Directions:
Lay out the entries from the line containing "Emit one marker per instance in this form: [(107, 57)]." through the line containing "192), (167, 166)]", both included, as a two-column CSV with the columns "prompt" and "reply": one row per entry, its text and its answer each in a single quoted field, with line breaks turned into spaces. Omit the pictures.

#### Exercise materials

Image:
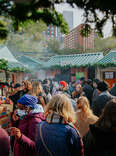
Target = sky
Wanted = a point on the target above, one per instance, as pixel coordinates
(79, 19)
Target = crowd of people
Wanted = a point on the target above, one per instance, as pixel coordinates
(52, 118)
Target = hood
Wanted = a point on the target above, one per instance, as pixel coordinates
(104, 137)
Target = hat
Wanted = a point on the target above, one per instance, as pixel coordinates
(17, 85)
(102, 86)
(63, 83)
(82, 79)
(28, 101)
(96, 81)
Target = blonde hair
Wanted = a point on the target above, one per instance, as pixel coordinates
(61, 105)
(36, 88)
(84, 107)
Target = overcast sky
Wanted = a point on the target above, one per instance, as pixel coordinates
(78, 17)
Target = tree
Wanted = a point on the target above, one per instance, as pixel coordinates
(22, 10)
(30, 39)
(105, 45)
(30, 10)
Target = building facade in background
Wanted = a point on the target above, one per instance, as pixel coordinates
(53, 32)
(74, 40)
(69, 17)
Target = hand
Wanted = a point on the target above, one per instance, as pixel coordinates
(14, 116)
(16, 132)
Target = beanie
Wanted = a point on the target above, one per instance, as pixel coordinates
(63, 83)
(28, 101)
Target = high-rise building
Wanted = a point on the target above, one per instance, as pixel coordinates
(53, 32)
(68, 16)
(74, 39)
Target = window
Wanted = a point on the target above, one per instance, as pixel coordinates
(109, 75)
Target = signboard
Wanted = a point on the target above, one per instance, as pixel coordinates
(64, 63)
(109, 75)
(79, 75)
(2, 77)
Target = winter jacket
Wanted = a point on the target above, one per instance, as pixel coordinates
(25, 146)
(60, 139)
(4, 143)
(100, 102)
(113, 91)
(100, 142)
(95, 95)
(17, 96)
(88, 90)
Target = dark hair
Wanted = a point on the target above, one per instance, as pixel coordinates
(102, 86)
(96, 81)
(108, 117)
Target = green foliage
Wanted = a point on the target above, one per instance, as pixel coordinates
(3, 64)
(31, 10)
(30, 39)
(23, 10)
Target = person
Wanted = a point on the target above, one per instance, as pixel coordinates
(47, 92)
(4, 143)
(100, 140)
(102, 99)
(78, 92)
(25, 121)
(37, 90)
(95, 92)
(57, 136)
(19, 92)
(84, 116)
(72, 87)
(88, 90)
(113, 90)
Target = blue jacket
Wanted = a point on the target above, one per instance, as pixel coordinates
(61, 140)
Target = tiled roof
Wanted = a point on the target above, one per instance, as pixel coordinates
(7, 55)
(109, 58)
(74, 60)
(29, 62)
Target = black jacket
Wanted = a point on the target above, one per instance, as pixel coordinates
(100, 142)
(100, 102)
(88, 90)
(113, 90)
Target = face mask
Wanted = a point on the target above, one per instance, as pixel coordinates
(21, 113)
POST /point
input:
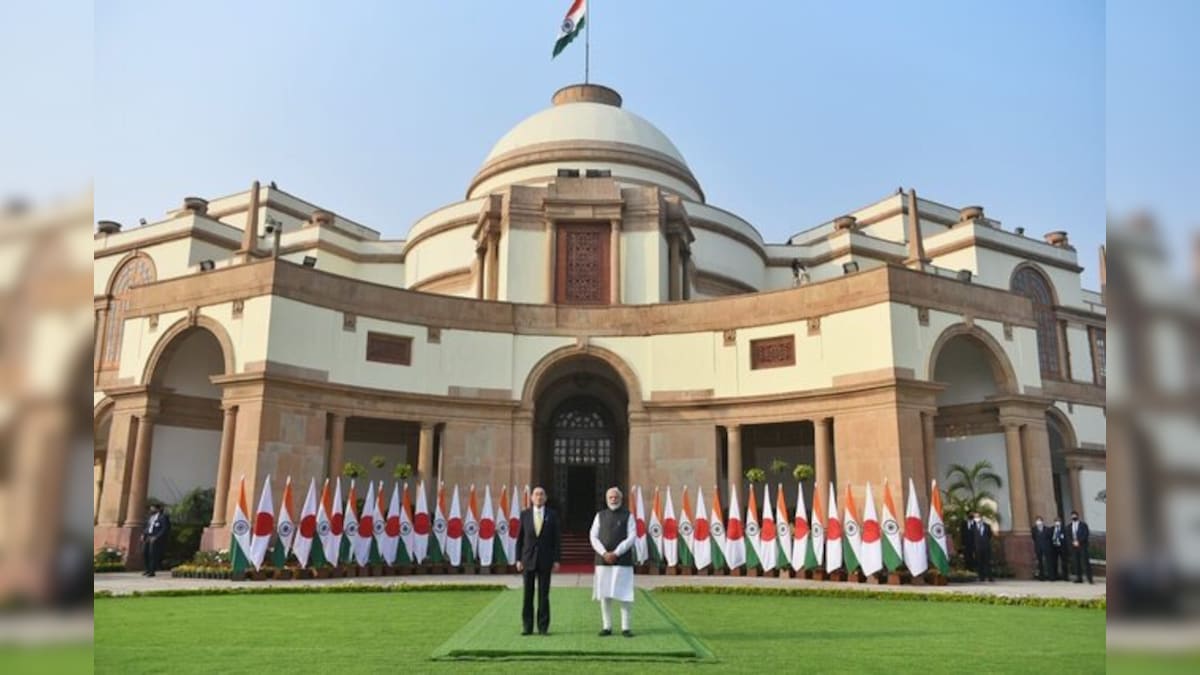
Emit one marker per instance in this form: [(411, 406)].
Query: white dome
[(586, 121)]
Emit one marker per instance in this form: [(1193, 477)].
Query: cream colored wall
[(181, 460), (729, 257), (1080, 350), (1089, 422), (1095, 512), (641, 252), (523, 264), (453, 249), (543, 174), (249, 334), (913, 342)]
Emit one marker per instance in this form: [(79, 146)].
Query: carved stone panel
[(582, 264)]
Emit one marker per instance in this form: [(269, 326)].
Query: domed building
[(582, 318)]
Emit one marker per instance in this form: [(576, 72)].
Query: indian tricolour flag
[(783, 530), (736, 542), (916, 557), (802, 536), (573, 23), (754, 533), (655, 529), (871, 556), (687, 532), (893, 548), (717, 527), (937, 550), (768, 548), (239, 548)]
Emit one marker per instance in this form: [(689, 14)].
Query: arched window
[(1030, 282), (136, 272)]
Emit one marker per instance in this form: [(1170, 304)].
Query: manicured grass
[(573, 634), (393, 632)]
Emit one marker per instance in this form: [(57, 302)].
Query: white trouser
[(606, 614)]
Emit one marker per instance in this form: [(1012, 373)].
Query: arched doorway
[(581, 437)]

########
#### Exercise materials

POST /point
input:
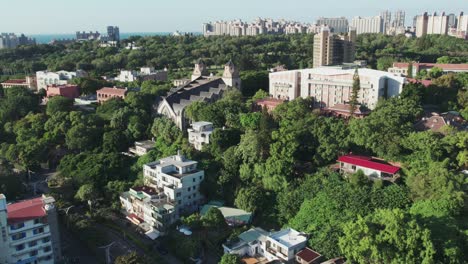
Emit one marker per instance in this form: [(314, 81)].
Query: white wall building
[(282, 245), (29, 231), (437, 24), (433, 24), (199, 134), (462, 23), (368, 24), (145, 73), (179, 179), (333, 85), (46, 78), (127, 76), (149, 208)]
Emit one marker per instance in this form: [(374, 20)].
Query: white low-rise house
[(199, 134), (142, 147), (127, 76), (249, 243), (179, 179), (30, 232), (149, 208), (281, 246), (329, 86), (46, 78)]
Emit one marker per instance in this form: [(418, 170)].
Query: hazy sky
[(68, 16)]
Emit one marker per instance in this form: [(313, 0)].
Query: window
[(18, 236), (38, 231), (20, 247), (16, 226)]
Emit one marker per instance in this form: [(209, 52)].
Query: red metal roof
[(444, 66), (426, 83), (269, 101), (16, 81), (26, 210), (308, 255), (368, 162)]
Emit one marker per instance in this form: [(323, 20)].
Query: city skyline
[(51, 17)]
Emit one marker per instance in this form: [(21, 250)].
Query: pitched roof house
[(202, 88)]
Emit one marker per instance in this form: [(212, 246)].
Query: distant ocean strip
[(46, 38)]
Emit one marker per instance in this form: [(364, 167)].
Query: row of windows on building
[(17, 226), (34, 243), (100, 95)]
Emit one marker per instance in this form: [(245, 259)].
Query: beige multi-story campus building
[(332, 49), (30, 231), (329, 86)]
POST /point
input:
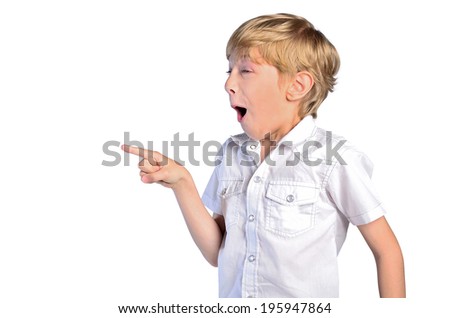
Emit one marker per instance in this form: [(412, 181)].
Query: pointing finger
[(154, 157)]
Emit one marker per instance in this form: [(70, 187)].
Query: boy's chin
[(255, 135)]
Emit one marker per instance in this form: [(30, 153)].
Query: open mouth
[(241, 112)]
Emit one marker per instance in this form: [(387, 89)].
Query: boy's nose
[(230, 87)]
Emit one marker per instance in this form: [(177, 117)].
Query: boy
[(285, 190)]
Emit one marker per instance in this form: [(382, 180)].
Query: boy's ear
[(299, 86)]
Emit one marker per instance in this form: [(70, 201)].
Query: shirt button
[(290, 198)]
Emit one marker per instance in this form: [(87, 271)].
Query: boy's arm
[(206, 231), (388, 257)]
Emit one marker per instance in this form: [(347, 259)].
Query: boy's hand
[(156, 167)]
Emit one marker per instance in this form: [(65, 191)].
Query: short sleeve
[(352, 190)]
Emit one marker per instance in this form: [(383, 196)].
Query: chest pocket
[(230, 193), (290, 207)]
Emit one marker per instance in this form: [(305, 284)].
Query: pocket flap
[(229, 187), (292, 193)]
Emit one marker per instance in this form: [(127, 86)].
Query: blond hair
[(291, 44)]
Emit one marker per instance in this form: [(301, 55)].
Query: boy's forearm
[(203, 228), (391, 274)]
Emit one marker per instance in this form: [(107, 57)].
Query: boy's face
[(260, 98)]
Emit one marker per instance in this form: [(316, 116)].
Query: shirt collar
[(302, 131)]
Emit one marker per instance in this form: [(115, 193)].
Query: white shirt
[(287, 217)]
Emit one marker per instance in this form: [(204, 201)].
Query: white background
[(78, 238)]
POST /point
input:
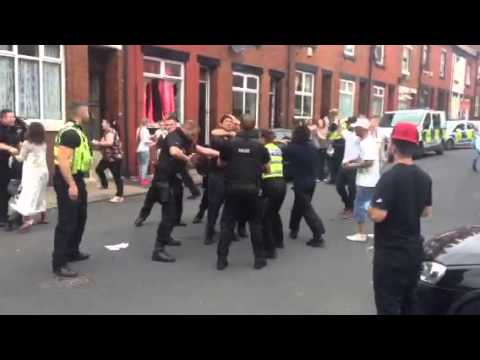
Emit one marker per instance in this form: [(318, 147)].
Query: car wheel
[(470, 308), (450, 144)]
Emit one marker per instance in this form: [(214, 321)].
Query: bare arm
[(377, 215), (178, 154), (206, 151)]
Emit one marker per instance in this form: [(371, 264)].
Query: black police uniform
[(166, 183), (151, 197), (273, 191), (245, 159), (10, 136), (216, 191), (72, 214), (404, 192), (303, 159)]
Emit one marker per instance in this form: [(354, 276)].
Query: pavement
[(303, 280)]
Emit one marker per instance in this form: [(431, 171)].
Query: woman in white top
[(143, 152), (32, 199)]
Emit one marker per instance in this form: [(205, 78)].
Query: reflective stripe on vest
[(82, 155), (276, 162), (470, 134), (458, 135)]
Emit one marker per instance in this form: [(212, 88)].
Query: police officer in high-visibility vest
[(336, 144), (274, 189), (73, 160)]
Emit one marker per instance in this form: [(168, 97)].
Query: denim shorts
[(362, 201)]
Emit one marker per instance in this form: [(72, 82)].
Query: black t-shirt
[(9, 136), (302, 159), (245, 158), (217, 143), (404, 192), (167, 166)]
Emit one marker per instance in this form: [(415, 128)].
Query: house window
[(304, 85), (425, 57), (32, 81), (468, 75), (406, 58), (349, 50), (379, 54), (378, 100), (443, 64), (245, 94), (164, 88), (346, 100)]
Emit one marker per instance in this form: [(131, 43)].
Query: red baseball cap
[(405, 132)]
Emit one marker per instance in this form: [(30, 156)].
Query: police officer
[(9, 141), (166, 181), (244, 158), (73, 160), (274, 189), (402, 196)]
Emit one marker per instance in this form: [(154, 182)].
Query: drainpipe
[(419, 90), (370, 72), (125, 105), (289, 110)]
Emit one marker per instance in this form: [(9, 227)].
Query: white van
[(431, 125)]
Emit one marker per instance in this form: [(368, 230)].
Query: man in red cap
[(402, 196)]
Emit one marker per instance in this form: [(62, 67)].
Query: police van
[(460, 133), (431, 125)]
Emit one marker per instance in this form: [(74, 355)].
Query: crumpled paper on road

########

Written solution:
prompt,reply
"Emit one marker per instance in this form: [(107, 57)]. Query: boy's face","[(260, 98)]"
"Emit one marker per instance in this form: [(316, 116)]. Query: shirt collar","[(302, 131)]"
"Emit one marker per instance in this form: [(115, 193)]. Query: white shirt","[(287, 217)]"
"Emit one marker per instance in this form: [(204, 201)]. Query: white background","[(78, 238)]"
"POST /point input: Emit one marker per instance in this form: [(318, 147)]. Query: car wheel","[(470, 308), (450, 144)]"
"Emit one marker per instance in this form: [(214, 321)]. Query: bare arm","[(377, 215), (178, 154), (206, 151)]"
"Emit one marker per instance in this form: [(371, 264)]. Query: black police uniform","[(166, 183), (151, 197), (273, 191), (245, 159), (10, 136), (216, 191), (72, 214), (404, 192), (303, 159)]"
"Emit one marker per instance in this form: [(354, 276)]. Query: pavement","[(303, 280)]"
"Emit one marker per instance in this form: [(431, 171)]. Query: woman in white top","[(143, 152), (32, 199)]"
"Emit one marker per instance in this form: [(205, 78)]. Query: reflective stripe on vest","[(82, 155), (276, 162), (470, 134), (458, 135)]"
"Emit one marker per instance in this form: [(212, 88)]. Query: police officer in high-visibility vest","[(336, 144), (274, 189), (73, 160)]"
"Emit one marker per instance in this form: [(168, 97)]. Query: denim shorts","[(362, 201)]"
"Emit one marker per instance in this form: [(72, 82)]. Query: black t-shirt","[(9, 136), (302, 159), (245, 158), (217, 143), (404, 192), (167, 166)]"